- Problem to solve: Below are entries; count the lines containing the string "shirt". The answer is that number alone.

- Extracted material:
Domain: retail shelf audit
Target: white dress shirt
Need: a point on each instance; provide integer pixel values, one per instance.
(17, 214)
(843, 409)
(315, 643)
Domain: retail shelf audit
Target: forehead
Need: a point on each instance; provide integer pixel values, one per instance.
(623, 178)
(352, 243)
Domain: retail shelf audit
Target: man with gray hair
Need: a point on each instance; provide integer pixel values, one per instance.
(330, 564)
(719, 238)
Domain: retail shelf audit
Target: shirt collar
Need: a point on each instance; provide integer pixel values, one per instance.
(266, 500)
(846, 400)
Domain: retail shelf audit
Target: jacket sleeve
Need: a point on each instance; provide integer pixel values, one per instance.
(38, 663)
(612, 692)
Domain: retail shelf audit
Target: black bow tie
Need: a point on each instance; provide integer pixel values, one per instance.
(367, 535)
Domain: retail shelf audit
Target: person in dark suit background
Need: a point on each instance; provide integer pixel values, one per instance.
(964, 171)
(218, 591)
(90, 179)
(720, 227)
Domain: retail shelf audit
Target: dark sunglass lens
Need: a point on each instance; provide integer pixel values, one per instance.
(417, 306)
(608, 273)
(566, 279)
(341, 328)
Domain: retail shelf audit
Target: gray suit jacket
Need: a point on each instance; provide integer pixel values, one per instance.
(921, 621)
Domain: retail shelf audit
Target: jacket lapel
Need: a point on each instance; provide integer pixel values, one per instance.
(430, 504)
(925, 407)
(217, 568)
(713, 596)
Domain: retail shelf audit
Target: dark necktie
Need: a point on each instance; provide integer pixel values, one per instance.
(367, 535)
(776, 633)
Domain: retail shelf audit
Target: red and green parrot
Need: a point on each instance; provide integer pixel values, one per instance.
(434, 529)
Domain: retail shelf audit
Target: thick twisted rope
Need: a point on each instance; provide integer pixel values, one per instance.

- Answer box: 2